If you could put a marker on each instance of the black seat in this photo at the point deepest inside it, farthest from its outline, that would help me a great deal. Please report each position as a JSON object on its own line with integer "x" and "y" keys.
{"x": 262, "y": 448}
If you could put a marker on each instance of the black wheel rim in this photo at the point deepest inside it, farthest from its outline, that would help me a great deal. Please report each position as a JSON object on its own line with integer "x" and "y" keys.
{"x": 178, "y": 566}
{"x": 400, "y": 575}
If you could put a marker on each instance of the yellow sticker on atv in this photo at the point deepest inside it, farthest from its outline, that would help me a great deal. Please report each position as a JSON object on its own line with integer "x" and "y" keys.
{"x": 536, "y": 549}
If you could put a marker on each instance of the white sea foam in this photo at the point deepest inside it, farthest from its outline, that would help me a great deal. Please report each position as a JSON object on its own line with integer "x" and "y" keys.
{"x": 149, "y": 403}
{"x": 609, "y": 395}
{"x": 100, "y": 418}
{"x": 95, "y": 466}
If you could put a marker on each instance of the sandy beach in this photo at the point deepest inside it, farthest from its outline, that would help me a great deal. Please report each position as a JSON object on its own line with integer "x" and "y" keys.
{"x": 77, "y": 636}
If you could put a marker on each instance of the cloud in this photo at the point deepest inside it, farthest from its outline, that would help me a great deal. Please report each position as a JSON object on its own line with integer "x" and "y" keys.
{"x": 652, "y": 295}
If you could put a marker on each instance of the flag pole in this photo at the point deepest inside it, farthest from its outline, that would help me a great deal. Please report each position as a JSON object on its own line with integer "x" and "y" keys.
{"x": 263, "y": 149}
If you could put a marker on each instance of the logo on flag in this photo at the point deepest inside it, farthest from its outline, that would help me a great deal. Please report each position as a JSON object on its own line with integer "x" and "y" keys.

_ _ _ _ _

Task requirements » An exact transcription of all the records is needed.

Problem solution »
If you could put a marker on each instance of the black seat in this photo at the point deepest inside it, farthest from its outline, that would help me a great deal. Please report each position as a JSON object on its own line with integer "x" and "y" keys.
{"x": 262, "y": 448}
If you could put a marker on each instance of the black wheel rim in this photo at the point deepest inside it, farthest from its outline, that would help me a great deal. Please report each position as a JSON object on its own line with integer "x" and "y" keys.
{"x": 178, "y": 566}
{"x": 400, "y": 575}
If you could put a marker on each instance of the yellow sticker on atv in this photo at the point deepest inside it, farthest from its outline, that would help me a great deal. Please report each position as a JSON object on its own line with integer "x" and "y" keys.
{"x": 536, "y": 549}
If you could put a marker on each instance of the white sea foam in this photo at the point deepest inside it, farthest from its outline, that would help me a great deal. Please report each position as a JSON object on its own line with integer "x" and "y" keys.
{"x": 149, "y": 403}
{"x": 609, "y": 395}
{"x": 100, "y": 418}
{"x": 95, "y": 466}
If you could put a marker on each instance of the sandy beach in this photo at the point deepest inside it, farthest from its outline, that would help me a great deal. Please report each position as a JSON object on its own line with integer "x" and "y" keys.
{"x": 77, "y": 636}
If you could put a marker on each instance of the cloud in this photo at the point deepest inside it, farthest from its outline, that would help me a great deal. Please report each position as a JSON object on its own line with integer "x" and "y" keys.
{"x": 652, "y": 295}
If you could put a marker on each instance of the flag pole in this photo at the point deepest inside it, farthest from its outline, that would help me a great deal. Please report each position as a JSON object on its own line with integer "x" and "y" keys.
{"x": 263, "y": 149}
If you could put a marker on each instance of the logo on flag in this photo at the point deepest inside it, farthest from its outline, that would help me a great deal. Please report each position as a JSON object on its own line with integer "x" and "y" keys.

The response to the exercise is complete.